(CONSIGNES)
a – Citez le passage du texte sur les archives autochtones qui va de « On a longuement » jusqu'à « leur disponibilité ? » inclus.
b – Rédigez la suite du texte sur les archives autochtones, en reprenant juste après sa dernière phrase.

(TEXTE FOURNI)
Les archives de la famille Picard

Soulignons d’abord une récente acquisition réalisée par Bibliothèque et Archives nationales du Québec (BAnQ) qui est réellement digne de mention. Regroupés sous le titre « Fonds Famille Picard » (cote P882 et P883), les documents acquis en 2007 sont issus de ce qui était con­sidéré autrefois comme les archives de la communauté huronne (wendate) de Wendake. Le fonds témoigne de l'histoire de cette importante famille huronne, dont plusieurs membres ont été chefs, sur quatre générations, et donc de l’histoire de la Nation huronne-wendat sur plus de deux siècles.

Ce fonds disponible à BAnQ est complémentaire à un autre fonds provenant de la même famille qui, lui, est disponible au Centre ­d’archives du Conseil de la Nation huronne-wendat de Wendake, lequel est ouvert au public depuis 1996. Le « fonds Paul Picard » (P2) conservé à cet endroit est composé de 1,2 mètre de documents textuels, 17 photographies, 65 cartes et plans et quelques livres, et couvre la période 1795-1990 (surtout 1880-1950). Pour en savoir davantage sur l'histoire fascinante de ces documents, le lecteur est invité à consulter en ligne l'article qui y est entièrement consacré dans la Revue de Bibliothèque et Archives nationales du Québec (n˚ 2, 2010) : <http://www.banq.qc.ca/a_propos_banq/publications/revue_banq/numero2/index.html>.

La Commission royale sur les peuples autochtones

On a longuement parlé du fameux rapport en cinq volumes de la Commission royale sur les peuples autochtones, déposé en 1996 (disponible en ligne à cette adresse : <http://www.ainc-inac.gc.ca/ap/­rrc-fra.asp>). D’ailleurs, un excellent numéro thématique de Recherches amérindiennes au Québec faisait récemment le point sur les suites des recommandations de la Commission (vol. 37, n˚ 1, 2007). Or, on re­marque, avec un peu d’étonnement d'ailleurs, que les nombreux rapports et documents produits lors de cette enquête nationale majeure semblent avoir très peu été utilisés par les chercheurs en études autochtones. Est-ce parce que l'on juge, forcément à tort, que leur contenu est sans intérêt ? ou est-ce parce qu'on ignorait simplement leur existence et leur disponibilité ?

Au cours de la série d’audiences tenues de 1992 à 1993 à travers le Canada pour les soins de la Commission, les autochtones ont eu l’occasion de s'adresser directement à la Commission et d'exprimer ainsi leur vision de l'histoire et de ce que devrait être le futur. Les non-­autochtones avaient aussi eu l'occasion de s'exprimer sur leurs relations avec les autochtones. Il s'agit sans doute de la plus grande collection de transcriptions d’histoires orales jamais accumulée au Canada.

(DONNÉES RECUEILLIES)
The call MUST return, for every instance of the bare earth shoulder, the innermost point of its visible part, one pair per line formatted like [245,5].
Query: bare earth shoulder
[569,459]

(CORRIGÉ)
a –
On a longuement parlé du fameux rapport en cinq volumes de la Commission royale sur les peuples autochtones, déposé en 1996 (disponible en ligne à cette adresse : <http://www.ainc-inac.gc.ca/ap/­rrc-fra.asp>). D’ailleurs, un excellent numéro thématique de Recherches amérindiennes au Québec faisait récemment le point sur les suites des recommandations de la Commission (vol. 37, n˚ 1, 2007). Or, on re­marque, avec un peu d’étonnement d'ailleurs, que les nombreux rapports et documents produits lors de cette enquête nationale majeure semblent avoir très peu été utilisés par les chercheurs en études autochtones. Est-ce parce que l'on juge, forcément à tort, que leur contenu est sans intérêt ? ou est-ce parce qu'on ignorait simplement leur existence et leur disponibilité ?

b –
Ces documents contiennent la voix des autochtones eux-mêmes. On y perçoit autant leurs préoccupations et leurs besoins que leurs points de vue et opinions sur des sujets qui les concernent on ne peut plus directement. Les cinq volumes déposés par la Commission con­tiennent certainement plusieurs extraits de ces témoignages. Mais tous con­vien­dront qu’un seul paragraphe ne peut convenablement remplacer ou même résumer un témoignage qui tenait à l’origine sur sept ou huit pages.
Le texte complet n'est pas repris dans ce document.